◆ Challenge ◆
Could you repeat every line of the items below word for word, leaving the pictures out?

◆ Entries supplied ◆
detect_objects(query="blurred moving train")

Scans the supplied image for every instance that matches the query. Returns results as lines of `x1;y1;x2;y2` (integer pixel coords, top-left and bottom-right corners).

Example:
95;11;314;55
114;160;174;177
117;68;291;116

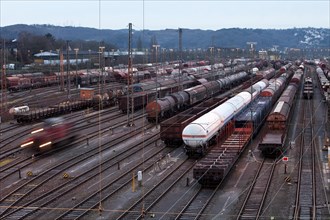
21;117;77;151
188;67;299;187
182;79;269;155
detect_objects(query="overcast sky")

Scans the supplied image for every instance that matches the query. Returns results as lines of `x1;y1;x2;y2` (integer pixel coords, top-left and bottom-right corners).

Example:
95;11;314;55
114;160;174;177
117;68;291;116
0;0;330;30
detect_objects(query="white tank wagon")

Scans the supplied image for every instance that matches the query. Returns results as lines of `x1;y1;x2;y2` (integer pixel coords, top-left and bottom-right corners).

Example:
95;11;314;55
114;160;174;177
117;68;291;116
182;80;268;154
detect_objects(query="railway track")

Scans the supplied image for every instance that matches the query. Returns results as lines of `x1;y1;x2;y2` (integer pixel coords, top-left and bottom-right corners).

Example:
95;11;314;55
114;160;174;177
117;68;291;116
0;118;155;219
236;158;276;220
293;94;321;219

◆ Finished task ◆
detect_objects(query="blurred moving train")

Scans the supplied image for every instance that matches the query. Returns results as lines of `x1;y1;x2;y2` (integer pixel coords, top-left and bottom-right corners).

Example:
95;11;314;55
114;160;174;177
117;68;291;116

21;117;77;151
188;67;299;187
182;79;269;155
detect_objects(query="overcast sky")

Scans the supplied image for every instance that matches the query. Returns results as lines of `x1;y1;x2;y2` (integer pixel coords, top-left and bottom-right corners).

Example:
95;11;314;55
114;160;174;177
117;68;291;116
0;0;330;30
detect_objects(query="white tank wagon")

Scans the supplied image for every instance that matches the query. Returns results as lines of `x1;y1;x2;y2` (integer pixel coords, top-left and bottom-right corners).

Example:
95;11;314;55
114;160;174;177
117;68;291;116
182;80;268;154
detect_objects(query="railway track")

Scans the supplied image for every instance that matches the query. Returns results as lines of `x1;y1;x2;y2` (integer pixel coords, top-left and bottom-right corners).

Example:
95;11;314;55
114;160;174;177
117;68;291;116
0;118;155;219
236;158;276;220
293;94;321;219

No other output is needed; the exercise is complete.